╭─ INFORMATION SHOWN

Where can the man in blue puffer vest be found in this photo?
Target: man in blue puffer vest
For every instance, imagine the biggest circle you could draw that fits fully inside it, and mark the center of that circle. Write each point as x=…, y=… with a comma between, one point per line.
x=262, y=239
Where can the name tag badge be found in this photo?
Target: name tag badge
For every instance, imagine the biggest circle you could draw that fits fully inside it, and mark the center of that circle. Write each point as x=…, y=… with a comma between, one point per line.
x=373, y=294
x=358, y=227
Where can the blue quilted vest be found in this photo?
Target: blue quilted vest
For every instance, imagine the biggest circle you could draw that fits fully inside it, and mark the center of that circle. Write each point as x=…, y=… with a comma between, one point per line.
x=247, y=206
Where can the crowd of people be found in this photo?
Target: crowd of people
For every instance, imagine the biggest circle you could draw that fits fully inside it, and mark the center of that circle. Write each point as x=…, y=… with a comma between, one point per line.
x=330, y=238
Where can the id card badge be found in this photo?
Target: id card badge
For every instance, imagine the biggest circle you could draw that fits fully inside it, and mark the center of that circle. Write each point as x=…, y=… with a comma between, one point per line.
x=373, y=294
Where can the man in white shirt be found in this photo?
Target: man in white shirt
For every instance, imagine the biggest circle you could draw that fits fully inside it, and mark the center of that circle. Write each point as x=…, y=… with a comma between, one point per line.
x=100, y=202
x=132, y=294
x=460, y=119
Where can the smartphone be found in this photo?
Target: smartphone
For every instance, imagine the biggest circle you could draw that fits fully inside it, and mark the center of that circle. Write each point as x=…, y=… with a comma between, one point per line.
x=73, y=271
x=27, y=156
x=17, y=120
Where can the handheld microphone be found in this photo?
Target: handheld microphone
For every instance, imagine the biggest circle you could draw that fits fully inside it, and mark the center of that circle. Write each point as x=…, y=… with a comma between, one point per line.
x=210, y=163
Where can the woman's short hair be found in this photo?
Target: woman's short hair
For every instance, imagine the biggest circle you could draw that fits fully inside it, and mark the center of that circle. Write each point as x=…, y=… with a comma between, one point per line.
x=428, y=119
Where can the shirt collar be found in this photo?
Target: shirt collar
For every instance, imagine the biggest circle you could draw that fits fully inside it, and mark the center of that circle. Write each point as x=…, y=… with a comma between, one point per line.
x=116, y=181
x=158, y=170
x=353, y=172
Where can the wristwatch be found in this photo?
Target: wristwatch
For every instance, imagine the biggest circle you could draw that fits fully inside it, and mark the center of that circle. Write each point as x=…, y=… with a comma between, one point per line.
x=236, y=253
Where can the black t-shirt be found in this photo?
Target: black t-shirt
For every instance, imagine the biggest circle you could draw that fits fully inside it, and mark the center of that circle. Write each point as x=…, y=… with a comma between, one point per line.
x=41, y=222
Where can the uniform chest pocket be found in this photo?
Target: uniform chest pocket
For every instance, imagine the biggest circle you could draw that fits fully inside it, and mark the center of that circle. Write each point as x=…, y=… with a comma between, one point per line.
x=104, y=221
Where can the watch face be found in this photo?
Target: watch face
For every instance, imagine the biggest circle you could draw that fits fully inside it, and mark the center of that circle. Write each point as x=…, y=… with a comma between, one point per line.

╰─

* _WORK REQUEST_
Transcribe all entries word for word.

* _YOUR RESPONSE_
Where can the man in blue puffer vest be found in this photo?
Target: man in blue puffer vest
For every instance, imagine the biggest circle you could draw that fits fully inside it, and mark the center of that circle. Write each point as x=…, y=… with a comma between, one point per line.
x=262, y=239
Where can the name tag badge be found in this photo?
Target: name tag badge
For every instance, imagine the biggest circle you could draw that fits fully inside it, and mark the center of that circle. Write each point as x=…, y=… with a comma between, one point per line.
x=373, y=294
x=358, y=227
Where can the blue quilted vest be found in this photo?
Target: blue quilted vest
For every instance, imagine the biggest circle you could draw that fits fully inside it, and mark the center of that circle. Write each point as x=…, y=… with a comma between, one point per line.
x=247, y=206
Where can the crowd of people be found in this photo?
Target: crowd of people
For every instance, imagine the biggest circle you could draw that fits fully inside it, and mark the center of that circle. Write each point as x=…, y=… with a comma between, one point per line.
x=330, y=238
Where can the id card badge be found in this photo?
Target: id card badge
For every instance, imagine the biggest circle you could draw that fits fully inside it, and mark the center of that circle. Write each point as x=…, y=… with a comma between, one point per line.
x=373, y=294
Where can the man in white shirt be found in this photo?
Target: man in white shirt
For every instance, imagine the biggest circle you could draw that fits fully inside it, and mark the center of that circle. Write each point as x=…, y=… with a comma between, one point per line.
x=100, y=202
x=132, y=294
x=460, y=119
Where can the smartphone be found in this photo?
Target: smartphone
For every instance, imagine the biggest circle you could draw that fits fully inside it, and mark the center of that circle. Write each point as x=…, y=… with a comma between, one point per line.
x=73, y=271
x=27, y=156
x=17, y=120
Where can the handheld microphone be found in this photo?
Target: handheld microphone
For every instance, imagine the biggest circle you could draw that fits fully inside it, and mark the center of that circle. Write each point as x=…, y=… with a comma between, one point per line.
x=210, y=163
Where can the woman's short hair be found in this photo?
Target: woman's short hair
For every instance, imagine the biggest circle you could draw that fits fully inside it, and mark the center of that circle. Write each point as x=…, y=… with a comma between, one point per line.
x=428, y=119
Where can the shirt collar be found in this photo?
Target: shirt collar
For every instance, imagine the biggest circle you could draw that fits fully inside it, and mark the center of that circle. Write each point as x=…, y=… with a comma between, one point per line.
x=116, y=181
x=158, y=170
x=353, y=172
Where can the wristwatch be found in this photo?
Target: wristwatch
For every instance, imagine the biggest circle you could draw that fits fully inside it, and mark the center of that circle. Write each point as x=…, y=… with a comma between, one point per line.
x=236, y=253
Where can the black t-shirt be found in this photo?
Target: black t-shirt
For every instance, imagine the biggest circle you could draw that fits fully inside it, and mark the center of that circle. Write each point as x=…, y=… with a comma between, one point per line.
x=41, y=222
Where can the uniform chest pocket be found in this photo?
Target: uniform chest pocket
For every instance, imagine the biggest circle you could draw that fits fully inside it, and mark the center of that circle. Write each point as x=…, y=… with a comma between, one point per line.
x=104, y=221
Where can the watch face be found in this photo?
Target: watch face
For every instance, imagine the biggest circle you could draw that fits fully inside it, and mark the center of that circle. Write each point as x=…, y=… with a comma between, one point per line.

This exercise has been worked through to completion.